[Exercise brief]
Every line of the data below should be retyped exactly.

[Dataset entries]
== == ==

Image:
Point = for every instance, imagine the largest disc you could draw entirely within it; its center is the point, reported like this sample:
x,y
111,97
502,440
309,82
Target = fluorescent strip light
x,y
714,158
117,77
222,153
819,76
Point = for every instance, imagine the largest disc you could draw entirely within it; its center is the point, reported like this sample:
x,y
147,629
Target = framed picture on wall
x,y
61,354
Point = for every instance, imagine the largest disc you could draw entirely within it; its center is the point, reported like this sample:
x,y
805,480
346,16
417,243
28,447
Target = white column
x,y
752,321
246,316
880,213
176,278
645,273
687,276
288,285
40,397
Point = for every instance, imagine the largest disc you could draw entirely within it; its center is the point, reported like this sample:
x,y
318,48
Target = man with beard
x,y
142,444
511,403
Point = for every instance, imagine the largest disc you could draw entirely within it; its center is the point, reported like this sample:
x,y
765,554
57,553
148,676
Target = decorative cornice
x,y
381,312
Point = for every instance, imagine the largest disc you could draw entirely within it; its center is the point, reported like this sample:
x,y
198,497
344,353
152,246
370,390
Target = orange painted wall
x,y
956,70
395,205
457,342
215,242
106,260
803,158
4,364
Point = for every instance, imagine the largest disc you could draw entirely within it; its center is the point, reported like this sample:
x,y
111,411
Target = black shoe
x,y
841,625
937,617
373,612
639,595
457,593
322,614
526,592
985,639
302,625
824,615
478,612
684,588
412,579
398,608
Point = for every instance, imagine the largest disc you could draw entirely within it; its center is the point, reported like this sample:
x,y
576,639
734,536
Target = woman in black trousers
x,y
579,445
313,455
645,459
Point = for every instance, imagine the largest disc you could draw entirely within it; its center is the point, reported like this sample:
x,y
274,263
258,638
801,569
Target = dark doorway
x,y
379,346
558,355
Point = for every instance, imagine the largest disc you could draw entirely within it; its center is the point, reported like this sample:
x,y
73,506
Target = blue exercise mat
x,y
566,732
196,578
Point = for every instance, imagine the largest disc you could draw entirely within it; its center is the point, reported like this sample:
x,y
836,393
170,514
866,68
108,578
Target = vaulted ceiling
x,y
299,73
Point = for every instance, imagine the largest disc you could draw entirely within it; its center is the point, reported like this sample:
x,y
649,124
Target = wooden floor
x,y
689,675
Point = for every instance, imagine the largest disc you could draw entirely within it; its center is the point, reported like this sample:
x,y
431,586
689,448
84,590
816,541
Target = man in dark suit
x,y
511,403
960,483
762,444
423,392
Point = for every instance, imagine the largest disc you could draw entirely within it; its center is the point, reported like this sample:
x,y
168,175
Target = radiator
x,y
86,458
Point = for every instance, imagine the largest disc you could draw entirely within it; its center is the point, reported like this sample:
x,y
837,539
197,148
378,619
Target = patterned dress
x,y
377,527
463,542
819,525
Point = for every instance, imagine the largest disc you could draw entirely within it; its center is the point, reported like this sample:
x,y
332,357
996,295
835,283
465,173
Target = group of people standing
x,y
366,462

== == ==

[Task response]
Image:
Point = for every instance, imagine the largest disc you could draw entirely within it; its center is the point, reported like this sample:
x,y
111,97
502,440
309,82
Target = fluorescent strip light
x,y
714,158
117,77
222,153
819,76
Point = for every instance, imagine the largest disc you could draw entirely within it; its center is the point, reported like this sample:
x,y
147,629
Target = framed picture on wall
x,y
61,354
Point = for every instance, imagine the largest disc you could draw entirely within it; its center is the point, reported like this sample:
x,y
805,480
346,16
417,243
28,447
Target = white column
x,y
752,321
246,316
880,213
176,278
645,273
687,276
288,285
40,397
Point = for every instance, imagine the largest disc you could draw entirely within it; its center is the point, reported like this sample:
x,y
318,48
Target = man with beard
x,y
142,444
511,403
Point = for every instance, imagine the largest disc you could draw entirely within it; its center is the point, reported like this sample:
x,y
765,554
57,553
148,676
Target = decorative cornice
x,y
381,312
Point = for every instance, imagine the largest disc you could draw entirely within it; its center is the point, reported like this sample:
x,y
198,497
344,353
152,246
370,390
Target = orange painted wall
x,y
956,70
395,205
457,342
215,242
106,260
803,158
4,364
Point = for every instance, imagine the largest disc you could draw entirely within it; its center is the point, reported like this sample:
x,y
111,411
Target = black shoe
x,y
841,625
937,617
373,612
639,595
457,593
322,614
526,592
985,639
302,625
824,615
478,612
684,588
412,579
398,608
Point = for every instance, imagine the largest disc you could draw entirely within it; its center is the point, reported like this sample:
x,y
576,639
734,536
Target = woman in black trousers
x,y
579,445
313,455
645,459
Point = for every instance, imagine the largest disc you could draw entirely within it; its center is the point, reported like this sample:
x,y
274,263
258,638
801,569
Target = dark doorway
x,y
379,346
558,355
Point = for every instance, imagine the largest disc you could draw entirely within it; its center is the point, reported like this sample:
x,y
73,506
Target = blue exercise mat
x,y
566,732
196,578
Point = for every instance, imagine the largest disc you could draw entirely within it; its center is the point, reported like this sample:
x,y
836,393
170,514
866,68
108,578
Target = vaulted ceiling
x,y
299,73
Point = for every instance, imagine the largest disc you could draw entirely within it; its center is the point, reported like this sample:
x,y
649,124
Target = wooden floor
x,y
689,675
Point = for every instance, imagine the largest disc you could draw entirely within it; its center is the point, reported like this sample:
x,y
431,586
689,448
84,590
816,541
Target = man in dark suit
x,y
511,403
960,483
762,444
423,392
Point = for every instance, imagine the largest disc you could draw entirely within it; its center is the point, reported like this sample:
x,y
168,175
Target = radiator
x,y
86,458
Point = for every instance, imagine the largest disc you could draw entirely within it; its center is the point, reported like this sample:
x,y
837,539
197,148
378,619
Target = patterned dress
x,y
377,527
463,542
819,525
Point = for every instance, imagine the largest disc you could draw entirely within it; its center is the point, reported like this sample:
x,y
332,357
996,295
835,283
465,173
Target = group of people standing
x,y
366,462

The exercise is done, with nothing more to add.